To do
Output the entries below as a two-column CSV with the header row instruction,points. Give one row per entry, putting its text and its answer each in a single quoted field with any line breaks replaced by spaces.

Data for this exercise
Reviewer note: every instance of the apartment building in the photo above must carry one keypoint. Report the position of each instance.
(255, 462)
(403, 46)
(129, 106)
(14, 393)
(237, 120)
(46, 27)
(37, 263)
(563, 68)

Exercise result
instruction,points
"Reviewer note: every instance of the apartment building in the photo above must carry one keypoint. Report the position of each instance.","(255, 462) (403, 46) (129, 106) (14, 393) (237, 120) (46, 27) (37, 263) (563, 68)"